= What is required =
Reproduce the records precisely. Every line should be included.

= Entries shown =
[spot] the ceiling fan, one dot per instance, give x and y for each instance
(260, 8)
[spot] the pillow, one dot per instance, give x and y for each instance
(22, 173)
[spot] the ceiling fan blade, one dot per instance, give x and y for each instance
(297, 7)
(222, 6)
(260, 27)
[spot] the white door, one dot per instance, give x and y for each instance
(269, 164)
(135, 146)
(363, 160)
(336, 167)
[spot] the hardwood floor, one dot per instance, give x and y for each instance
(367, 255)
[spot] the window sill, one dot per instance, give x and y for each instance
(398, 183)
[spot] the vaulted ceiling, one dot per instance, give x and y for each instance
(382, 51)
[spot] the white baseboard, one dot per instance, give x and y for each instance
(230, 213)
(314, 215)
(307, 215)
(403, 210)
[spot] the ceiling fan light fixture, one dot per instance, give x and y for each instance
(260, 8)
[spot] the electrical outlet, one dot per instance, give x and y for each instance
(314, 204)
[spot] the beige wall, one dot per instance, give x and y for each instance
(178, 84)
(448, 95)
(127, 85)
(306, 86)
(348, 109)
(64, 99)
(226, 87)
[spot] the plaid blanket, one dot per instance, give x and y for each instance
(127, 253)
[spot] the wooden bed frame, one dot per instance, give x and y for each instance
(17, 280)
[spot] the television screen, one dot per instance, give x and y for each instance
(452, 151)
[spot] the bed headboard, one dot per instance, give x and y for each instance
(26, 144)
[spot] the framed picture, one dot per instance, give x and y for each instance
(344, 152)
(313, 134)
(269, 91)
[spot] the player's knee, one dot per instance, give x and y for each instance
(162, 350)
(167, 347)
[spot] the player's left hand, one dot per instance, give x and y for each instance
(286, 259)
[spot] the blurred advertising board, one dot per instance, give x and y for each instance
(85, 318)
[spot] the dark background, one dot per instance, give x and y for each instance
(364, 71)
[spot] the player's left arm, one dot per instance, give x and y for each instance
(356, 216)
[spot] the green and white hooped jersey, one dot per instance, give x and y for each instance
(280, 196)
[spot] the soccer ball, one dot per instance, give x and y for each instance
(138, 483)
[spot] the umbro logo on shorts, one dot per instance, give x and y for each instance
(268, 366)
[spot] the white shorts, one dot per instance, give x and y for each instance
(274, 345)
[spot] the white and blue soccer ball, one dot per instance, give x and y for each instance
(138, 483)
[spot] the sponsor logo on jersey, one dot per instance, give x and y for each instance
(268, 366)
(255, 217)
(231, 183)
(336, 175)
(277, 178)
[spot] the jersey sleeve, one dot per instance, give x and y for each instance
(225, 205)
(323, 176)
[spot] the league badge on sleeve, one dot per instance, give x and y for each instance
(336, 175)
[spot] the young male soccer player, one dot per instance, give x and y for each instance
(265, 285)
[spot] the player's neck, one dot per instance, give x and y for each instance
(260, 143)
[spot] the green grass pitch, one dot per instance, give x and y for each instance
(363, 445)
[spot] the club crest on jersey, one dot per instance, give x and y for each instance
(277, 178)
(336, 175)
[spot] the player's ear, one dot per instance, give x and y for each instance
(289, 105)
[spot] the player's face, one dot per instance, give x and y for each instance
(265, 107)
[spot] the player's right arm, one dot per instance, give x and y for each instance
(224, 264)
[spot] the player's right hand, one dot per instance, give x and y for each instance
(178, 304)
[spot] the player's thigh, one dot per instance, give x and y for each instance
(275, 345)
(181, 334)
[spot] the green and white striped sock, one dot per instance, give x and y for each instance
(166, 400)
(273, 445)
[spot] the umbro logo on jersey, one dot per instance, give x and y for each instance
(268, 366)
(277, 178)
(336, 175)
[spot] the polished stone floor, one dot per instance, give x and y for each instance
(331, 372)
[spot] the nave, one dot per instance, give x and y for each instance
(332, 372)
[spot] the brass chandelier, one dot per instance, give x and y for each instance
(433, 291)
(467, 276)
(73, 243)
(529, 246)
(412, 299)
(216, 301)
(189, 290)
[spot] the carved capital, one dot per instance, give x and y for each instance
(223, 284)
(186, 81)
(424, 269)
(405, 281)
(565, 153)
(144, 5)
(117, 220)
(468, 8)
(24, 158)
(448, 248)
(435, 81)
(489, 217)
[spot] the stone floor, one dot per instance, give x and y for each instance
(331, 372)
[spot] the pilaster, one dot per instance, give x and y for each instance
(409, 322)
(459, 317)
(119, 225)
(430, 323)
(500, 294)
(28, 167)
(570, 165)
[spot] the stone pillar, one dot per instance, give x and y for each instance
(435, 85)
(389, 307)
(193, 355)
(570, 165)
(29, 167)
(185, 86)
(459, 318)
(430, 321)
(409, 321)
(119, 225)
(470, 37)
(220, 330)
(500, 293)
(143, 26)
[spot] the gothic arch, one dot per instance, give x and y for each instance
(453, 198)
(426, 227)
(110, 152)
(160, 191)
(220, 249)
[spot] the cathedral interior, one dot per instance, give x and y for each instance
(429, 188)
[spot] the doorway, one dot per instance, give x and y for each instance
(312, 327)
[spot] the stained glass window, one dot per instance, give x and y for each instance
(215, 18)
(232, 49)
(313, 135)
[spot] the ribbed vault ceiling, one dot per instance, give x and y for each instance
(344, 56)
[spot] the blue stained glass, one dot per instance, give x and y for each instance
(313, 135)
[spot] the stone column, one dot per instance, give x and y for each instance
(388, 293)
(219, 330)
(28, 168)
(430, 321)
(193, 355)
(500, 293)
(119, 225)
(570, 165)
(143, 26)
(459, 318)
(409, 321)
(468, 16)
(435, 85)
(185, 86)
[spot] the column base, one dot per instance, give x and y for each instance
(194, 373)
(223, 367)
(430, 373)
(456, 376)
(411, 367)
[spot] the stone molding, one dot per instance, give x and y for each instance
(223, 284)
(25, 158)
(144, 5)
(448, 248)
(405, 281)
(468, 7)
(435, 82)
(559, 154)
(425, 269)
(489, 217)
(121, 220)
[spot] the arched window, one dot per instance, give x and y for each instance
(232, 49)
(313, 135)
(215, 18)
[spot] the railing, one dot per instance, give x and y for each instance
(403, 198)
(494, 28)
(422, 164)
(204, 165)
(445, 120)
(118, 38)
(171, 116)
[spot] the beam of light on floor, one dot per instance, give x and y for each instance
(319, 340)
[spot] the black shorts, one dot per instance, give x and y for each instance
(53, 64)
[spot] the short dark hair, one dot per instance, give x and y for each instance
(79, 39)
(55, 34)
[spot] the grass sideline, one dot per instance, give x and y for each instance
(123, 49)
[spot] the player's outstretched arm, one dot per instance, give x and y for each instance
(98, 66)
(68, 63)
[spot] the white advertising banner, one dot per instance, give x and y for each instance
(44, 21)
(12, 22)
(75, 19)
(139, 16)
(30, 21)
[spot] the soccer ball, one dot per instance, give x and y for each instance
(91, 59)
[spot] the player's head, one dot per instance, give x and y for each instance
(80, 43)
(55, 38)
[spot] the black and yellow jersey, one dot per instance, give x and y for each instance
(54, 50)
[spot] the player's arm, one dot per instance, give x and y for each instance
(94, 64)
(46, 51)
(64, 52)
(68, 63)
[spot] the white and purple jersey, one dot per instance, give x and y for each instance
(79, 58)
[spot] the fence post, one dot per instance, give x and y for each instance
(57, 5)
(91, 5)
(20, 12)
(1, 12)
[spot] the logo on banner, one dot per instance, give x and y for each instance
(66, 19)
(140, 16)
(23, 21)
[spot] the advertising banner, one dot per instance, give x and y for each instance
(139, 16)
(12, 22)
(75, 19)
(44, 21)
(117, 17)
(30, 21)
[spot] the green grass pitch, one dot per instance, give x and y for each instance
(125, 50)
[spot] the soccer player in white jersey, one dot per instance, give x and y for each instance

= Written response =
[spot] the ceiling fan, one dot per instance, give x and y for each instance
(260, 8)
[spot] the pillow, one dot per instance, give x and y for each instance
(22, 173)
[spot] the ceiling fan blade, one dot per instance, give x and y for each instance
(297, 7)
(222, 6)
(260, 27)
[spot] the white door, one dot per instance, give x and y for each instance
(269, 164)
(135, 146)
(363, 160)
(336, 167)
[spot] the hardwood floor, one dot per instance, give x and y for each instance
(367, 255)
[spot] the window sill, one dot per instance, give x and y for each instance
(398, 183)
[spot] the vaulted ceiling, one dot per instance, give x and y for each instance
(382, 51)
[spot] the white baseboard, one dot per instance, give x and y for each instance
(230, 213)
(314, 215)
(307, 215)
(403, 210)
[spot] the ceiling fan light fixture, one dot per instance, give x and y for each instance
(260, 8)
[spot] the electrical outlet, one dot per instance, give x and y for each instance
(314, 204)
[spot] the beige wall, one dot per instance, give x and y for each instance
(178, 84)
(448, 95)
(127, 85)
(306, 86)
(348, 109)
(64, 99)
(226, 87)
[spot] the plaid blanket, one dot per instance, give x and y for each instance
(127, 253)
[spot] the wooden bed frame, one dot per instance, give x and y for each instance
(17, 280)
[spot] the television screen, one dot per instance, give x and y for each instance
(452, 151)
[spot] the bed headboard, one dot per instance, give x and y for each instance
(26, 144)
[spot] the framed picture, one dot per instance, give x and y for each instance
(344, 152)
(313, 134)
(269, 91)
[spot] the player's knee, one dot per instance, give x and y for each instance
(162, 350)
(167, 347)
[spot] the player's left hand, one dot per instance, give x and y for each instance
(286, 259)
[spot] the blurred advertising board, one dot per instance, give x and y for each instance
(85, 318)
[spot] the dark background, one dot per instance, give x and y for each instance
(364, 71)
[spot] the player's left arm, one dot per instance, give x and y for each instance
(356, 216)
[spot] the green and white hooped jersey, one dot per instance, give x and y for each instance
(280, 196)
[spot] the soccer ball, one dot per instance, give x and y for each instance
(138, 483)
[spot] the umbro logo on shorts, one dot per instance, give x and y for each instance
(268, 366)
[spot] the white shorts, one dot per instance, give x and y for each instance
(274, 345)
[spot] the white and blue soccer ball, one dot per instance, give x and y for each instance
(138, 483)
[spot] the sponsor logo on jersey, one dot per instance, give x and y for each instance
(268, 366)
(255, 217)
(231, 183)
(336, 175)
(277, 178)
[spot] the jersey sleeve, one dot per instance, give x and y for each instance
(225, 205)
(323, 176)
[spot] the league badge on sleeve, one dot per instance, give x and y for each instance
(336, 175)
[spot] the young male soccer player, one dot per instance, give x and y for each instance
(265, 285)
[spot] the player's neck, one dot per instance, give x and y for each instance
(260, 143)
[spot] the green grass pitch, one dot per instance, give x and y for each instance
(363, 445)
[spot] the club crest on jersey, one dot per instance, give x and y for each instance
(277, 178)
(336, 175)
[spot] the player's ear, one dot per instance, give x and y for each instance
(289, 105)
[spot] the player's face, one dot per instance, give x and y for each instance
(265, 107)
[spot] the player's right arm, one dot per instance, give x and y for each instance
(224, 264)
[spot] the player's right hand, one dot per instance, give x and y for each instance
(178, 304)
[spot] the player's thigh, one dot per instance, give x and y for each instance
(275, 345)
(181, 334)
[spot] the green and white striped sock, one dot per instance, give x and y for each instance
(166, 400)
(273, 445)
[spot] the umbro logo on jersey, one dot per instance, give x and y for each instance
(268, 366)
(277, 178)
(336, 175)
[spot] the polished stone floor, one dot per instance, give x and y for each instance
(331, 372)
[spot] the nave, one dot per instance, give x and y for each instance
(332, 372)
[spot] the brass chandelier, one dot per instance, give x and y for each instance
(433, 291)
(467, 276)
(73, 243)
(529, 246)
(412, 299)
(216, 301)
(189, 290)
[spot] the carved capital, one dot per instance, give x and y for each instance
(223, 284)
(186, 81)
(424, 269)
(405, 281)
(565, 153)
(144, 5)
(117, 220)
(468, 8)
(24, 158)
(448, 248)
(435, 81)
(489, 217)
[spot] the stone floor, one dot per instance, give x and y for each instance
(331, 372)
[spot] the pilaster, one dot per instance, give x and y for each instance
(409, 322)
(459, 317)
(119, 225)
(430, 323)
(500, 294)
(28, 167)
(570, 165)
[spot] the stone pillar, one dot per instance, give x and y for each instance
(435, 85)
(389, 307)
(193, 355)
(570, 165)
(29, 167)
(185, 86)
(459, 318)
(430, 321)
(409, 321)
(119, 225)
(470, 37)
(220, 330)
(500, 293)
(143, 26)
[spot] the gothic arch, one dot per instance, give x and y for each instance
(453, 198)
(426, 227)
(110, 152)
(160, 191)
(220, 249)
[spot] the cathedral interior, one dot per instance, give x and y for each instance
(429, 188)
[spot] the doorway, one dot per instance, give x and y for each instance
(312, 327)
[spot] the stained glass window, one dot per instance, give x and y for each instance
(215, 18)
(232, 49)
(313, 135)
[spot] the ribbed vault ceiling, one dot per instance, give x and y for each instance
(344, 56)
[spot] the blue stained glass, one dot per instance, give x and y for each instance
(313, 135)
[spot] the stone column, one dot per instance, give x and y for each instance
(388, 293)
(219, 330)
(28, 168)
(430, 321)
(193, 355)
(500, 293)
(119, 225)
(570, 165)
(143, 26)
(459, 318)
(409, 321)
(468, 16)
(435, 85)
(185, 86)
[spot] the column base, one dot per instance, give x and y for each instance
(194, 373)
(223, 367)
(430, 373)
(456, 376)
(411, 367)
[spot] the stone molding, one dot per instance, give x and y for each instance
(223, 284)
(25, 158)
(144, 5)
(448, 248)
(405, 281)
(468, 7)
(435, 82)
(559, 154)
(425, 269)
(489, 217)
(121, 220)
[spot] the arched window, one dot per instance, give x and y for each instance
(232, 49)
(313, 135)
(215, 18)
[spot] the railing, one dot per instance, give x and y for each instance
(403, 198)
(494, 28)
(422, 164)
(204, 165)
(445, 120)
(118, 38)
(171, 116)
[spot] the beam of light on floor, one dot per instance, give x and y for each instance
(319, 340)
[spot] the black shorts, one dot per instance, give x and y for each instance
(53, 64)
[spot] the short dark hair, one dot per instance, give x and y for each instance
(79, 39)
(55, 34)
[spot] the grass sideline, one dot per instance, give x and y for each instance
(123, 49)
[spot] the player's outstretched arm, one dot per instance, give x and y for each instance
(98, 66)
(68, 63)
[spot] the white advertising banner, one dot per instance, give x and y for each instance
(44, 21)
(12, 22)
(75, 19)
(139, 16)
(30, 21)
[spot] the soccer ball, one dot per instance, give x and y for each instance
(91, 59)
[spot] the player's head, one dot per instance, give x and y for each instance
(80, 43)
(55, 38)
[spot] the black and yellow jersey, one dot per instance, give x and y for each instance
(54, 50)
[spot] the player's arm, one dot per instance, give x and y for each instance
(94, 64)
(46, 51)
(64, 52)
(68, 63)
[spot] the white and purple jersey, one dot per instance, give x and y for each instance
(79, 58)
[spot] the fence post, one dot per instance, give x and y for each instance
(57, 5)
(91, 5)
(20, 12)
(1, 12)
[spot] the logo on banner, one dot per instance, give x and y for each instance
(66, 19)
(140, 16)
(23, 21)
[spot] the advertising banner, one dot per instance, give x and y for each instance
(139, 16)
(12, 22)
(75, 19)
(44, 21)
(117, 17)
(30, 21)
[spot] the green grass pitch, one dot per instance, give x and y for each instance
(125, 50)
[spot] the soccer player in white jersey, one dot per instance, give x and y for each instance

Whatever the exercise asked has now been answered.